Short task: Rewrite the stretch of the data below, from the line containing "Where can the bicycle saddle" through the line containing "point(549, 359)" (both included), as a numbered list with no blank lines. Leave out every line outside that stretch.
>> START
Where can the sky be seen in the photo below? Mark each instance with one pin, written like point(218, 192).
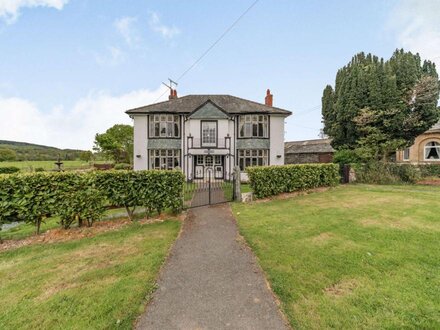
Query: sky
point(70, 68)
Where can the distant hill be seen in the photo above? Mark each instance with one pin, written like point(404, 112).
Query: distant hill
point(30, 151)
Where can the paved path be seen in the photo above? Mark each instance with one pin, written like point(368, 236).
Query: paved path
point(211, 280)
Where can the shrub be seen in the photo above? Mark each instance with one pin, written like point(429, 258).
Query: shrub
point(123, 166)
point(9, 170)
point(154, 190)
point(386, 173)
point(78, 199)
point(272, 180)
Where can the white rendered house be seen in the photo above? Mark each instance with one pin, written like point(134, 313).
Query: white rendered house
point(208, 135)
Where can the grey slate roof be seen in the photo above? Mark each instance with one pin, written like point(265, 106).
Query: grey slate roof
point(187, 104)
point(308, 146)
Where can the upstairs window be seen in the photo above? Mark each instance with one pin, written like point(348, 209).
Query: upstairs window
point(164, 126)
point(406, 154)
point(432, 151)
point(250, 126)
point(209, 133)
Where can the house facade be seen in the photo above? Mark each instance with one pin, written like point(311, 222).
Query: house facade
point(308, 151)
point(425, 150)
point(207, 135)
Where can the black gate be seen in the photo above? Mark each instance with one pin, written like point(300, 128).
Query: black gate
point(208, 190)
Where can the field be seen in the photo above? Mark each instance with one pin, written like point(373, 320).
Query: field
point(29, 166)
point(356, 256)
point(100, 282)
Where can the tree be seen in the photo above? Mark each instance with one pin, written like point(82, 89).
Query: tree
point(379, 106)
point(86, 156)
point(116, 143)
point(7, 155)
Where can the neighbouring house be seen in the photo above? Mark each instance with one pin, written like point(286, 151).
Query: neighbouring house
point(208, 134)
point(309, 151)
point(425, 150)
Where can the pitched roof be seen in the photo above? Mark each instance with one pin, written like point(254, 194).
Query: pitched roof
point(308, 146)
point(187, 104)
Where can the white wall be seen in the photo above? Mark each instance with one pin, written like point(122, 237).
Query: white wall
point(140, 142)
point(276, 140)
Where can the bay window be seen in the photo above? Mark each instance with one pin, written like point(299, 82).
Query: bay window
point(164, 126)
point(250, 126)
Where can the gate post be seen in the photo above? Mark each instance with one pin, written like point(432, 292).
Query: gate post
point(236, 184)
point(209, 186)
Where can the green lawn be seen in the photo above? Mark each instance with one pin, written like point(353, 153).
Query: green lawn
point(93, 283)
point(48, 164)
point(356, 256)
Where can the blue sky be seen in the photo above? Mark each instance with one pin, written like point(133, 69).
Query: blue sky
point(69, 68)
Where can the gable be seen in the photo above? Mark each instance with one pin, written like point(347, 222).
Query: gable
point(208, 110)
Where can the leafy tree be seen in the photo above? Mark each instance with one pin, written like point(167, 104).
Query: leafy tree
point(377, 107)
point(86, 156)
point(7, 154)
point(116, 143)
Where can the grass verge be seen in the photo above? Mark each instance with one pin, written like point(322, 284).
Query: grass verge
point(93, 283)
point(360, 256)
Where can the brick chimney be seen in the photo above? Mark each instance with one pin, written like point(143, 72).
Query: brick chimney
point(173, 94)
point(268, 100)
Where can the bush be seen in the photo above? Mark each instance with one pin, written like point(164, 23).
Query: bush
point(155, 190)
point(386, 173)
point(123, 166)
point(9, 170)
point(272, 180)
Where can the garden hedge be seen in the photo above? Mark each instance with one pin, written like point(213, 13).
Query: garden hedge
point(9, 170)
point(272, 180)
point(80, 196)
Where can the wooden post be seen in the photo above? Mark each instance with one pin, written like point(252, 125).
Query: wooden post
point(236, 183)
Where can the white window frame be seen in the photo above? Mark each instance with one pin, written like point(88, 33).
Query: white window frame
point(406, 153)
point(252, 157)
point(426, 147)
point(164, 159)
point(209, 133)
point(168, 126)
point(253, 126)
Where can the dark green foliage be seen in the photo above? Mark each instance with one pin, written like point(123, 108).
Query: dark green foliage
point(378, 106)
point(76, 196)
point(78, 199)
point(123, 166)
point(386, 173)
point(29, 151)
point(9, 170)
point(273, 180)
point(116, 143)
point(7, 154)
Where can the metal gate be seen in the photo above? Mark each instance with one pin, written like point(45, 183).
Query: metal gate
point(208, 190)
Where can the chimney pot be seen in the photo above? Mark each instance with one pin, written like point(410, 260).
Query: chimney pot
point(268, 100)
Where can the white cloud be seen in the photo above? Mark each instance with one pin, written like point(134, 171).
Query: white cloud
point(165, 31)
point(112, 57)
point(417, 27)
point(10, 9)
point(126, 27)
point(22, 120)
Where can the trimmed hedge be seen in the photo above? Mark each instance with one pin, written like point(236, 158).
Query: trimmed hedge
point(273, 180)
point(79, 196)
point(9, 170)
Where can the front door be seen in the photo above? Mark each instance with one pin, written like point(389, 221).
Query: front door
point(209, 165)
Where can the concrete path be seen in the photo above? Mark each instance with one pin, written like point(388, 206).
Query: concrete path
point(211, 280)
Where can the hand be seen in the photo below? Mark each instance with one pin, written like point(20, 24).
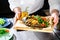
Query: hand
point(55, 18)
point(18, 14)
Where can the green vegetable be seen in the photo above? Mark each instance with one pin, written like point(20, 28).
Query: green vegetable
point(2, 21)
point(3, 32)
point(39, 19)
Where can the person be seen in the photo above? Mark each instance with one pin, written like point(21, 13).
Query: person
point(17, 6)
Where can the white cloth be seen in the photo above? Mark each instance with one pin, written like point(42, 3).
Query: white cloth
point(33, 5)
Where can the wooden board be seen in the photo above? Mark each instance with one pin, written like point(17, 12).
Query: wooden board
point(21, 26)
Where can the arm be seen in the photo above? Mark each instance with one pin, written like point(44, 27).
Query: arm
point(54, 6)
point(55, 10)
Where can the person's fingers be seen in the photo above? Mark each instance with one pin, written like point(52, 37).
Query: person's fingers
point(55, 20)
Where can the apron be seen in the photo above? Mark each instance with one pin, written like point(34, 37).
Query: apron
point(41, 11)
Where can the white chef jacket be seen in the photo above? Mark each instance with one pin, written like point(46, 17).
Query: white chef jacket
point(33, 5)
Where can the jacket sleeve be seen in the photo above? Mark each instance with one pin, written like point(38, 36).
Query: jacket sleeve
point(13, 4)
point(54, 4)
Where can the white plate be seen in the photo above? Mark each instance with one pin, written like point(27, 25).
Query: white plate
point(7, 37)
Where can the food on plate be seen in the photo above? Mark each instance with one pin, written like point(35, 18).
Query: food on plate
point(3, 31)
point(2, 21)
point(36, 21)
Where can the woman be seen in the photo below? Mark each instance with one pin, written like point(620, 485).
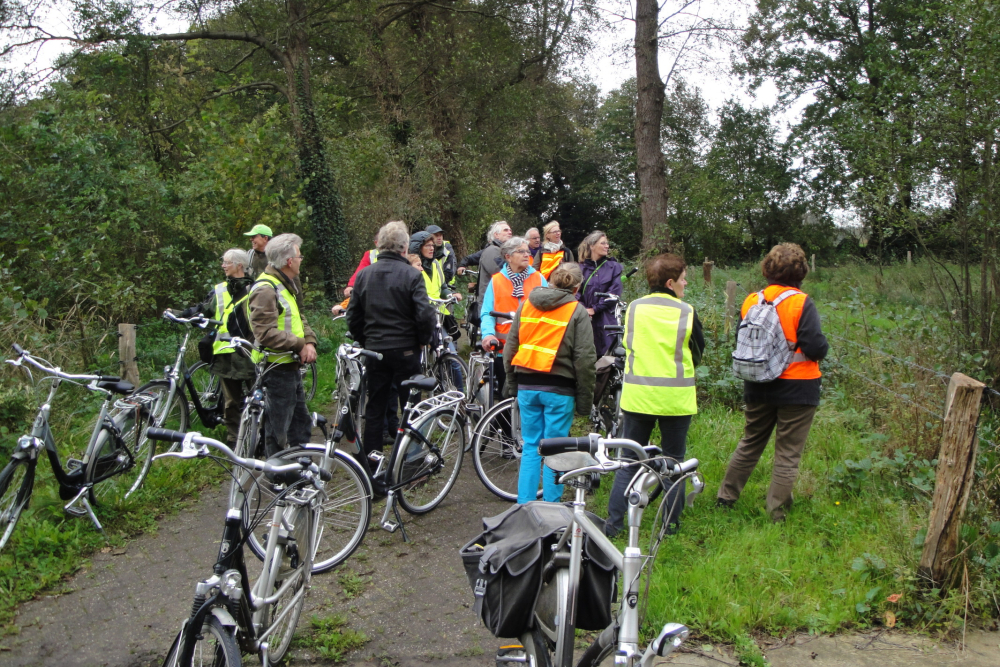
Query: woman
point(789, 402)
point(601, 273)
point(549, 361)
point(553, 252)
point(664, 343)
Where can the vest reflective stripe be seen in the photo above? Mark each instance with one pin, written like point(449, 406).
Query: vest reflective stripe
point(789, 312)
point(504, 300)
point(223, 306)
point(540, 334)
point(289, 317)
point(550, 260)
point(659, 369)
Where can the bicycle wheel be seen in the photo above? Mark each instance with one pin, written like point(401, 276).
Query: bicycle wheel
point(173, 416)
point(118, 464)
point(428, 470)
point(209, 389)
point(16, 482)
point(346, 512)
point(216, 647)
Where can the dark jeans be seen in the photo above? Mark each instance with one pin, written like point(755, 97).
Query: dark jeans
point(394, 367)
point(286, 418)
point(673, 442)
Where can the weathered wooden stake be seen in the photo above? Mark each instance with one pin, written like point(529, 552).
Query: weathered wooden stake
point(955, 474)
point(730, 303)
point(126, 353)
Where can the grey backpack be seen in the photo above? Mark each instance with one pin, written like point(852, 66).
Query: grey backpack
point(762, 352)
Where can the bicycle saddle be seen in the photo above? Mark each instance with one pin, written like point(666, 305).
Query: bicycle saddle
point(120, 387)
point(419, 382)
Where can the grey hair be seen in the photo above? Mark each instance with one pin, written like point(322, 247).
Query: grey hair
point(393, 237)
point(510, 245)
point(495, 229)
point(237, 256)
point(281, 248)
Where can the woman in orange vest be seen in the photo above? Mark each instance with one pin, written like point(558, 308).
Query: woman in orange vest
point(789, 402)
point(552, 252)
point(549, 359)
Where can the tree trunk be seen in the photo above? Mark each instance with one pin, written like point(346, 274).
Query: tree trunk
point(648, 117)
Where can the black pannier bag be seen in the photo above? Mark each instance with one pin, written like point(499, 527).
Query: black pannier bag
point(505, 563)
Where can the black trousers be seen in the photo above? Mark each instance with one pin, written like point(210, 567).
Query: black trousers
point(394, 367)
point(673, 442)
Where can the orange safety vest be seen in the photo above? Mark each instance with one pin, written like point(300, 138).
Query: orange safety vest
point(789, 312)
point(504, 300)
point(540, 334)
point(550, 260)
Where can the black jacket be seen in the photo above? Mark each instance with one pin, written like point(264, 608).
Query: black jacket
point(389, 308)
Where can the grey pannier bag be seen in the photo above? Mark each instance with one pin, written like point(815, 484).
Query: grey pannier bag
point(762, 352)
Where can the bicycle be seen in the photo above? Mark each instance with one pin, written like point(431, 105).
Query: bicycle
point(581, 461)
point(114, 464)
point(228, 616)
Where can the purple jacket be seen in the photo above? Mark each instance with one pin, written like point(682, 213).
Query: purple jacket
point(607, 277)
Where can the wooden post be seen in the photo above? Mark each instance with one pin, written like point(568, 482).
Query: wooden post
point(126, 353)
point(955, 474)
point(730, 303)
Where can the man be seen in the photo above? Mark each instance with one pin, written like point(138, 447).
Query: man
point(488, 258)
point(391, 314)
point(274, 311)
point(444, 253)
point(259, 236)
point(534, 239)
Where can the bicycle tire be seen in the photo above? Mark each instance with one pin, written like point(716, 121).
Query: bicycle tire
point(17, 480)
point(177, 419)
point(346, 513)
point(309, 377)
point(496, 450)
point(428, 477)
point(226, 652)
point(209, 388)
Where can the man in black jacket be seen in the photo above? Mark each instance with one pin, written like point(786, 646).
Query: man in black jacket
point(391, 314)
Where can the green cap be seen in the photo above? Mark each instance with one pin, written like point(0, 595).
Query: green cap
point(260, 229)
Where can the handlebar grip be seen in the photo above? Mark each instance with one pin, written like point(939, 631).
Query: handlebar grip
point(552, 446)
point(164, 434)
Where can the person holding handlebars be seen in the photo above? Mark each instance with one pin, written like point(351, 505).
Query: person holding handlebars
point(275, 315)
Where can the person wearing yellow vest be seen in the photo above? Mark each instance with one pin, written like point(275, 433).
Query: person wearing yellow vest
point(663, 343)
point(275, 315)
point(789, 402)
point(553, 252)
point(550, 363)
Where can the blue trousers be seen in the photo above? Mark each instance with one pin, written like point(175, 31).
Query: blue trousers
point(543, 415)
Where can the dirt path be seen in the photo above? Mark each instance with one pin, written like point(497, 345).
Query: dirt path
point(410, 600)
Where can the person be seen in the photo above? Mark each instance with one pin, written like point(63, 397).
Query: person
point(444, 253)
point(259, 236)
point(601, 273)
point(549, 360)
point(552, 252)
point(788, 403)
point(507, 289)
point(663, 342)
point(389, 313)
point(534, 240)
point(275, 314)
point(488, 259)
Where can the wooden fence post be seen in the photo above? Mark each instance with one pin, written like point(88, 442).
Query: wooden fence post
point(955, 474)
point(126, 353)
point(730, 303)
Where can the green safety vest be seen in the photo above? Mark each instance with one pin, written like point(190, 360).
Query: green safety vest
point(289, 317)
point(223, 306)
point(659, 368)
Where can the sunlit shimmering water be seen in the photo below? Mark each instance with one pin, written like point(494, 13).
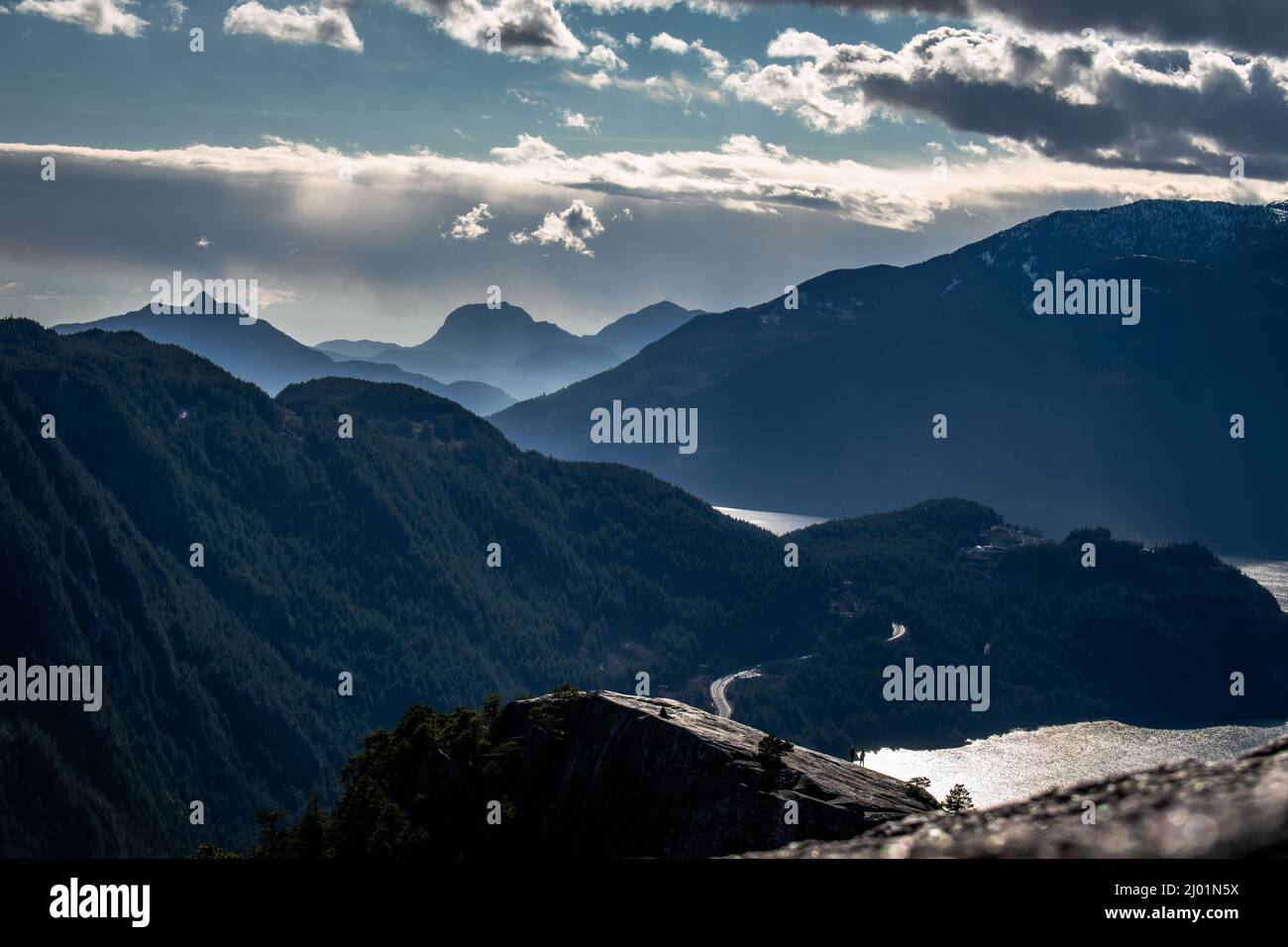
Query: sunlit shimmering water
point(1270, 575)
point(777, 523)
point(1016, 766)
point(1022, 763)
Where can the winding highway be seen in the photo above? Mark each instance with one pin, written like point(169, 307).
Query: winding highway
point(717, 689)
point(720, 685)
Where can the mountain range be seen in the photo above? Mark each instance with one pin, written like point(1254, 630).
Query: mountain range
point(271, 360)
point(231, 558)
point(507, 348)
point(823, 401)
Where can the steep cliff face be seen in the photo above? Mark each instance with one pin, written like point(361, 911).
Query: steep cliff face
point(609, 775)
point(1185, 809)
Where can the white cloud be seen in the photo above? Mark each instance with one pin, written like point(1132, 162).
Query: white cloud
point(176, 9)
point(570, 228)
point(743, 174)
point(669, 44)
point(1122, 103)
point(576, 120)
point(527, 29)
point(303, 24)
point(729, 9)
point(469, 226)
point(101, 17)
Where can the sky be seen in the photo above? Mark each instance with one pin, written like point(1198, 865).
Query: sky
point(374, 163)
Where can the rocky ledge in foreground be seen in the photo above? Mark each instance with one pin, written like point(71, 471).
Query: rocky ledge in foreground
point(1185, 809)
point(610, 775)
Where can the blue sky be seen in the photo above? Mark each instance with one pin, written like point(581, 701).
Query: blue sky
point(625, 150)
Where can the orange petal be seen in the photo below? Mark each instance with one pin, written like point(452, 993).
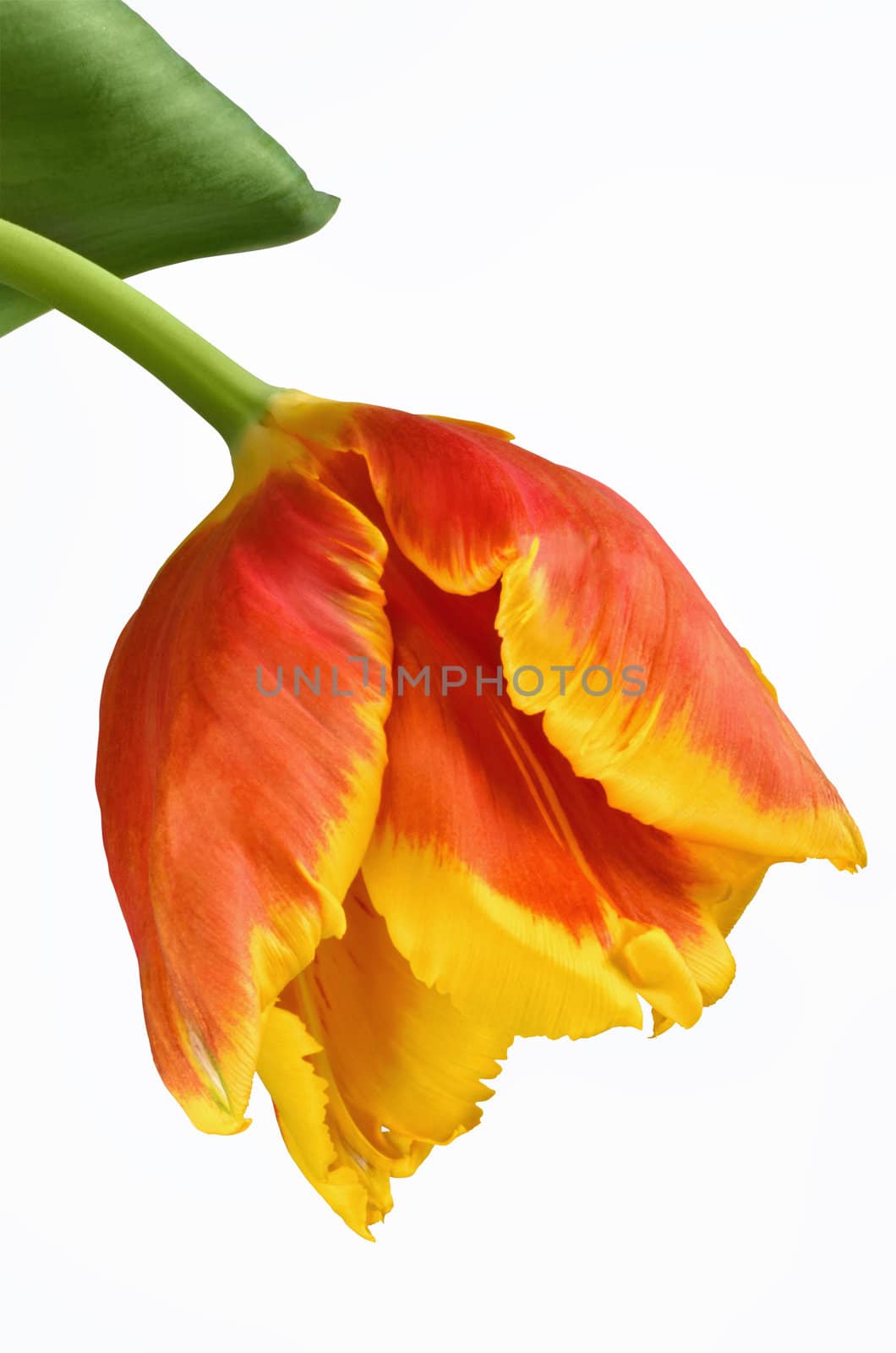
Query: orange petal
point(706, 751)
point(391, 1065)
point(236, 819)
point(505, 879)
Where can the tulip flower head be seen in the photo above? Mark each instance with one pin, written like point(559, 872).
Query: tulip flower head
point(416, 744)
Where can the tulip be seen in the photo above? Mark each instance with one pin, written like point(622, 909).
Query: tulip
point(363, 896)
point(360, 886)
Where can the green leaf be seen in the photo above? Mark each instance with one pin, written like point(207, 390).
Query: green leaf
point(112, 145)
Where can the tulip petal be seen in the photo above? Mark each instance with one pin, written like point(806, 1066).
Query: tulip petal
point(234, 820)
point(369, 1068)
point(509, 883)
point(704, 753)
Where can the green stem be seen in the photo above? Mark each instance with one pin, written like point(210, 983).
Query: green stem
point(222, 392)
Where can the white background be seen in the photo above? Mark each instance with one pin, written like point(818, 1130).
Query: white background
point(657, 241)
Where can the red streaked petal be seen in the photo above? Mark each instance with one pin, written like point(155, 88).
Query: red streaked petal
point(706, 753)
point(234, 820)
point(505, 879)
>> END
The reply:
1. Where can the bicycle saddle be seen in the photo above? Mark each instance with one pin, written like point(666, 305).
2. Query: bicycle saddle
3. point(120, 387)
4. point(419, 382)
5. Where can the grey hair be seen in the photo above? Mark each instance with one pin, written like point(322, 247).
6. Query: grey hair
7. point(393, 237)
8. point(510, 245)
9. point(495, 229)
10. point(237, 256)
11. point(281, 248)
12. Where can the woman in orange vest be seen in the photo above? Mark each instance with one pin, written like point(558, 308).
13. Query: woman in orange vest
14. point(789, 402)
15. point(552, 252)
16. point(549, 359)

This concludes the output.